Extract to read

START

The court battles on American trademarks in China keep coming. But this time, a U.S. company has walked away with a win.
Late last month, the Beijing Higher People’s Court ruled in favor of U.S. social media giant Facebook in a trademark case against a Chinese beverage company that owned the trademark “face book.”
Zhongshan-based Zhujiang Beverage, which sells products like milk-flavored drinks and porridge, said it registered its trademark, “face book,” or 脸书, (lian shu) in 2011. The company faced objections from Facebook, but gained approval from the Trademark Review and Adjudication Board, the country’s trademark authority, in 2014 to use it.
Lian shu is something very Chinese. We have lian shu in traditional operas.
In a verdict posted on its verified Weibo account, the Beijing court said that the trademark authority’s approval had been revoked and that it is now up to the regulator to revisit its decision. While the verdict was issued last month, it has gotten wider attention in recent days on Chinese social media.

END

Provided data
START

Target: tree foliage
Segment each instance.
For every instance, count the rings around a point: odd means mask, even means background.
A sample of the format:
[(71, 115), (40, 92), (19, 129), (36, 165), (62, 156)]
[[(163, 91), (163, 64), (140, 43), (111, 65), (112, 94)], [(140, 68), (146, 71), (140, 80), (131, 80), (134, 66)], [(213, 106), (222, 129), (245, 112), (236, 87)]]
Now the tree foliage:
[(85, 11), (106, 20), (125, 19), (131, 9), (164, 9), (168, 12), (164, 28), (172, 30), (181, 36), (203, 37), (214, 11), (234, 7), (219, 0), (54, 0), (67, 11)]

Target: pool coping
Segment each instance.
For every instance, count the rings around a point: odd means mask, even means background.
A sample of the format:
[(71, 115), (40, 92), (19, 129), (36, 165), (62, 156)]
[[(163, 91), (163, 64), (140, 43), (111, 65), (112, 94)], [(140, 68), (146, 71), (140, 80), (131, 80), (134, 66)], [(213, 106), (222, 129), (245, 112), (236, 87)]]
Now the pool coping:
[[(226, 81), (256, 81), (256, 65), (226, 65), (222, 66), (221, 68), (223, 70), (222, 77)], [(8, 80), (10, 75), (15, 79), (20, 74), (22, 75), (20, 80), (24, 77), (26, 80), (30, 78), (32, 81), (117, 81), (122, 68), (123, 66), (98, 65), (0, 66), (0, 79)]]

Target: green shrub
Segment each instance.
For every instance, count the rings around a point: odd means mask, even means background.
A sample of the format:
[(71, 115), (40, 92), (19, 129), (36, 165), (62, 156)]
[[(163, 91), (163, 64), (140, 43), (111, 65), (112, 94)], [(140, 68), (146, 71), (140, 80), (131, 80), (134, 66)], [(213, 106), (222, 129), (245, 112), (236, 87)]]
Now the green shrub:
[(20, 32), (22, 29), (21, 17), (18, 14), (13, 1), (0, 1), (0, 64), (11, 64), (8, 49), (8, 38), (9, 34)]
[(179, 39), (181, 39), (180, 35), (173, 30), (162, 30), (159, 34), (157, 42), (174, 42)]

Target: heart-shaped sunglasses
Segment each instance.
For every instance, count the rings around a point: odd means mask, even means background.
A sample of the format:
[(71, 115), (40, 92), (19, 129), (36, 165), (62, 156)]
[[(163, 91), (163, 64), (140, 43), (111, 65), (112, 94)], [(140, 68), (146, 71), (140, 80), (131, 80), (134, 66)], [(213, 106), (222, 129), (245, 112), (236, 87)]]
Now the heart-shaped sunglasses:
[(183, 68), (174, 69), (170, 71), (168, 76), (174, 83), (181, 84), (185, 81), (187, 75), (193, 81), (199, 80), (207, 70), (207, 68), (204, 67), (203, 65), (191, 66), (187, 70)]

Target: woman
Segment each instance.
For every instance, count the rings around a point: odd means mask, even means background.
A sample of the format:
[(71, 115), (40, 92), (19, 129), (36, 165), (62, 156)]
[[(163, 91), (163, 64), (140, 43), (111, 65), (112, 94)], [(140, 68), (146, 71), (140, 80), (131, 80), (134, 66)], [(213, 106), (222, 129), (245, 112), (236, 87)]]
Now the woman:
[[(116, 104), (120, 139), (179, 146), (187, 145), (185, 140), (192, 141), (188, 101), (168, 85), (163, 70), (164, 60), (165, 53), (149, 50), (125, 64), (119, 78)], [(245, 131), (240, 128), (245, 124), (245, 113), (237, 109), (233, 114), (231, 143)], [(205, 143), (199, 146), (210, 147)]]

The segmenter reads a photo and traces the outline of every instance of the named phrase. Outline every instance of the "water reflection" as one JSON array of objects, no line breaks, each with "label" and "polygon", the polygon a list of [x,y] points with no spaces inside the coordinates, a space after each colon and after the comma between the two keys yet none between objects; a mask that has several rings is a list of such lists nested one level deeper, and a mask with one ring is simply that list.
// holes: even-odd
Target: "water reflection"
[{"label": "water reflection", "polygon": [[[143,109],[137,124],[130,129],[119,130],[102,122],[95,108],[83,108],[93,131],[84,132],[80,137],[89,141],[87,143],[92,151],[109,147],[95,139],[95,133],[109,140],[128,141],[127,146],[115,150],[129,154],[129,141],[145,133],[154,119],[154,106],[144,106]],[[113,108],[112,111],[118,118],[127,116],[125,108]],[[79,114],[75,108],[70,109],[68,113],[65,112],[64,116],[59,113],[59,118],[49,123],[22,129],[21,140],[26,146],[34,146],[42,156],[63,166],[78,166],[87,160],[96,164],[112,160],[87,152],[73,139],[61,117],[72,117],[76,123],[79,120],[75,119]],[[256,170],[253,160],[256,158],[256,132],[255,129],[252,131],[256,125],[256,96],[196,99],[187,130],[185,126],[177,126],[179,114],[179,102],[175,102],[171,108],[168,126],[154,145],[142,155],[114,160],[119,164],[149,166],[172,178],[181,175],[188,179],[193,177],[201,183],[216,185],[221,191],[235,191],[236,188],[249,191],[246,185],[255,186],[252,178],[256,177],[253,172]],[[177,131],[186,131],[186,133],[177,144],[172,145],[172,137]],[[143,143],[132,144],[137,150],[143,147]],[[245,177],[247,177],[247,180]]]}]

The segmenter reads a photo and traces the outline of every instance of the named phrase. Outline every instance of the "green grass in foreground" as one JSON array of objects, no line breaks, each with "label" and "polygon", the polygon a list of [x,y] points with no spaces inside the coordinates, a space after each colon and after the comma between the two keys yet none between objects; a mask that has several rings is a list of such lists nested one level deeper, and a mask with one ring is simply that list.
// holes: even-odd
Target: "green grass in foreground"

END
START

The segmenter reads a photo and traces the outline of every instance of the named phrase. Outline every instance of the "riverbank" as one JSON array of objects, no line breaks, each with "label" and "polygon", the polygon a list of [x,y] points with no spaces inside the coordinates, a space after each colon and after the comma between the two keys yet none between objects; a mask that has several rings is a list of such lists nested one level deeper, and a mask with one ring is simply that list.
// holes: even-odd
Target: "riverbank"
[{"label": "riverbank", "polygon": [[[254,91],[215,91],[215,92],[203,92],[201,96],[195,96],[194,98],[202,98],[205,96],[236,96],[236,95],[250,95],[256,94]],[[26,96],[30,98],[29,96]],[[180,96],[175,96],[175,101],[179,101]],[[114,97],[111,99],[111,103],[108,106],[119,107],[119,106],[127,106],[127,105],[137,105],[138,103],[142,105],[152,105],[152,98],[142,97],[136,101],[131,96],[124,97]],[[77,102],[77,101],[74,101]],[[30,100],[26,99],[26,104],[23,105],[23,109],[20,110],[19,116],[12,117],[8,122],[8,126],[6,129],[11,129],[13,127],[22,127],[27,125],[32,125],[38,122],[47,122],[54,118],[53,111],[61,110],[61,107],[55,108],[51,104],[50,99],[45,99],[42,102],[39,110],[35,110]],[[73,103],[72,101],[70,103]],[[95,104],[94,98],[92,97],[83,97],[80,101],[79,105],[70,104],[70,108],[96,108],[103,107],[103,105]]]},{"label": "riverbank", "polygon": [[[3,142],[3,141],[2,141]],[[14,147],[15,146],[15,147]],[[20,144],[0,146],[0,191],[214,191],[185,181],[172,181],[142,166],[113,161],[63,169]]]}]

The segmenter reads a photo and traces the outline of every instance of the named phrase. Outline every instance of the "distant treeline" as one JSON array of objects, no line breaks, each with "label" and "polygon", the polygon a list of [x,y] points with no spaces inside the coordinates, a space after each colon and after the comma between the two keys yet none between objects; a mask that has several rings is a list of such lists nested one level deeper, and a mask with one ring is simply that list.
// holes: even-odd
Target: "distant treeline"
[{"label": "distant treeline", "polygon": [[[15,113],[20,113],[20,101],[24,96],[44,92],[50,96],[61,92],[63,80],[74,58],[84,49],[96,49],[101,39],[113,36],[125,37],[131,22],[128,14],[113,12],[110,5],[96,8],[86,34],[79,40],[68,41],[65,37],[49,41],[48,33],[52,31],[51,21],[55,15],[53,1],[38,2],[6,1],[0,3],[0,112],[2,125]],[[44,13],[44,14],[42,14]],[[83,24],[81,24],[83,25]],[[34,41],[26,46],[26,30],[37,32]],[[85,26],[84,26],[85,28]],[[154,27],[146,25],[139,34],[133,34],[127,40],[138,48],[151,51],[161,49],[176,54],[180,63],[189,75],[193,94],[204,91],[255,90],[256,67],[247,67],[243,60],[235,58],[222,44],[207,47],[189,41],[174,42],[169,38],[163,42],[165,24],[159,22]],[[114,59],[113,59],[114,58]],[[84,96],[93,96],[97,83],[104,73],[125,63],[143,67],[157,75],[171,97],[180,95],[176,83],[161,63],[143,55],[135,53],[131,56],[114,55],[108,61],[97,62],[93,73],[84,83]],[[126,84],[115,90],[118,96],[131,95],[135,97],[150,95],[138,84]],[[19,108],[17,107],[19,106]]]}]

END
START

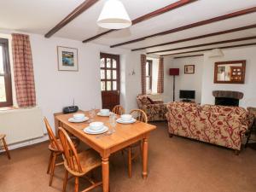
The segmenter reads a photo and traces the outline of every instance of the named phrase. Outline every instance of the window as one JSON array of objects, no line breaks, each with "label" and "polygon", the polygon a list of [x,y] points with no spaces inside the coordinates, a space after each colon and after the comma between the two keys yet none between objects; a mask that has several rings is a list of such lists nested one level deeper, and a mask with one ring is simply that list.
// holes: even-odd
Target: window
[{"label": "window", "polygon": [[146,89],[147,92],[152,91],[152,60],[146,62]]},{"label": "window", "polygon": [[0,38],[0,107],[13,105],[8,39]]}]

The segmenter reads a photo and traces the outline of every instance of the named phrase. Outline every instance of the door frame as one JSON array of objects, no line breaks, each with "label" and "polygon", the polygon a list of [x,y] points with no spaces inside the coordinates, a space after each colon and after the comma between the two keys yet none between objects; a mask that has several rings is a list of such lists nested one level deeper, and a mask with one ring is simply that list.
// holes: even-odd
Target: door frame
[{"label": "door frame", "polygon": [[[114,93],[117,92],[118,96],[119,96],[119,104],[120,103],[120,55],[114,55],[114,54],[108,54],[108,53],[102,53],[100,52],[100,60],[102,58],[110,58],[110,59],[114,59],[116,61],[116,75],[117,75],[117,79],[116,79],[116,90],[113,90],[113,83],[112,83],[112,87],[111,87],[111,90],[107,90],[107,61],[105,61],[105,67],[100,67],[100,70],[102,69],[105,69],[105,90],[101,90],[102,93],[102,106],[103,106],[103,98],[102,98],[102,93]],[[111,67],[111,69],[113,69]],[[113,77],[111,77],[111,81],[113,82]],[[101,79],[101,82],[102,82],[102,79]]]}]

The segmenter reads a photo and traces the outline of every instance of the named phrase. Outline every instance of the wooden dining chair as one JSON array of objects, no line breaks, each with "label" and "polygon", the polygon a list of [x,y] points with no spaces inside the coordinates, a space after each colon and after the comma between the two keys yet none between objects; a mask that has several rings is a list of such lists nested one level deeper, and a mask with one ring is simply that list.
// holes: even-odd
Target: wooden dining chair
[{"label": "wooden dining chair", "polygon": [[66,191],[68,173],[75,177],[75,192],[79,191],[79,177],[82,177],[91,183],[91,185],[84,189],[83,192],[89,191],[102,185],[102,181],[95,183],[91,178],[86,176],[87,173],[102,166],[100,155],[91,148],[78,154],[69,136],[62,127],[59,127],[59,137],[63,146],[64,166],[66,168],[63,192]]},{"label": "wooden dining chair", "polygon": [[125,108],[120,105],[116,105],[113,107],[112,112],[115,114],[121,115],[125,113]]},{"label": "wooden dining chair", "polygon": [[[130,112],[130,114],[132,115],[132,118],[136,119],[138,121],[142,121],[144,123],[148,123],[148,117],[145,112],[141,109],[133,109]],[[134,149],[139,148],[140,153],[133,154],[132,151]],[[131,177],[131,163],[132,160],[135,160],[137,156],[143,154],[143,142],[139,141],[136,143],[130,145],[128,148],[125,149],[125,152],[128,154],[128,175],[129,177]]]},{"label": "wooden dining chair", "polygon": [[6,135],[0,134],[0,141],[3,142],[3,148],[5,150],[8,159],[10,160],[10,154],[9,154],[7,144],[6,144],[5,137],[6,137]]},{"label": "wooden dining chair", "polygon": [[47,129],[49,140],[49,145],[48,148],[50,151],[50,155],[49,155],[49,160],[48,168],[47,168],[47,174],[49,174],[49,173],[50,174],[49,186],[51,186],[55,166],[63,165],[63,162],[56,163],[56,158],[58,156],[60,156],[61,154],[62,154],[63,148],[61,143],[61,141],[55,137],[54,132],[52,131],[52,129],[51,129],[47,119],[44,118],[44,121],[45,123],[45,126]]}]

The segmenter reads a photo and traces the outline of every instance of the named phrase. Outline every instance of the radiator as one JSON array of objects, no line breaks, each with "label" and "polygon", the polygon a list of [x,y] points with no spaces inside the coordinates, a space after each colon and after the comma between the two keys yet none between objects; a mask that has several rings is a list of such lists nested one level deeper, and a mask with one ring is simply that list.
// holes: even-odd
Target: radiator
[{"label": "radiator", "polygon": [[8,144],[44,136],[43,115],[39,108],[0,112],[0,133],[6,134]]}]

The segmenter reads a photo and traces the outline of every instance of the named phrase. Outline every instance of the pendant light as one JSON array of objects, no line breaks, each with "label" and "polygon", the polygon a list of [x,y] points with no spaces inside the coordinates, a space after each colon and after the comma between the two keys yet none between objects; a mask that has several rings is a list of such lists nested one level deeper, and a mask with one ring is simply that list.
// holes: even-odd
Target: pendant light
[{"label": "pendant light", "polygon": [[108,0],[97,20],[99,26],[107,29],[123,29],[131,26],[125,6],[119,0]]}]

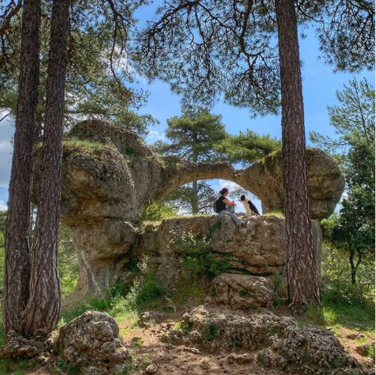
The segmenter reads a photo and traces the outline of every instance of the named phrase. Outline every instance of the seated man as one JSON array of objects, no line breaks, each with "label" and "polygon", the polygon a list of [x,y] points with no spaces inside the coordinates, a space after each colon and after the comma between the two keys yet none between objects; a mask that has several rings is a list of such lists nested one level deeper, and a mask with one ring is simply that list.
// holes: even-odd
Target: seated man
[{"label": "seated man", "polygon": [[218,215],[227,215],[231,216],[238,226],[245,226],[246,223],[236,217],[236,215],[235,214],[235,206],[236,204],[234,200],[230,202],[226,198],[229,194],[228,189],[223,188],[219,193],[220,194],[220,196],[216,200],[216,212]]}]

END

Written exercise 1
According to the trademark report, in what year did Zhujiang Beverage register its "face book" trademark?
Written exercise 2
Name every organization that the trademark report presents as a party to the dispute or as a body that ruled on it.
Written exercise 3
Copy out a passage of the trademark report word for word, beginning at the words "Zhongshan-based Zhujiang Beverage, which" and stopping after "in traditional operas.".
The records play no part in what is asked here.

Exercise result 1
2011

Exercise result 2
- Facebook
- Zhujiang Beverage
- the Trademark Review and Adjudication Board
- the Beijing Higher People's Court

Exercise result 3
Zhongshan-based Zhujiang Beverage, which sells products like milk-flavored drinks and porridge, said it registered its trademark, “face book,” or 脸书, (lian shu) in 2011. The company faced objections from Facebook, but gained approval from the Trademark Review and Adjudication Board, the country’s trademark authority, in 2014 to use it.
Lian shu is something very Chinese. We have lian shu in traditional operas.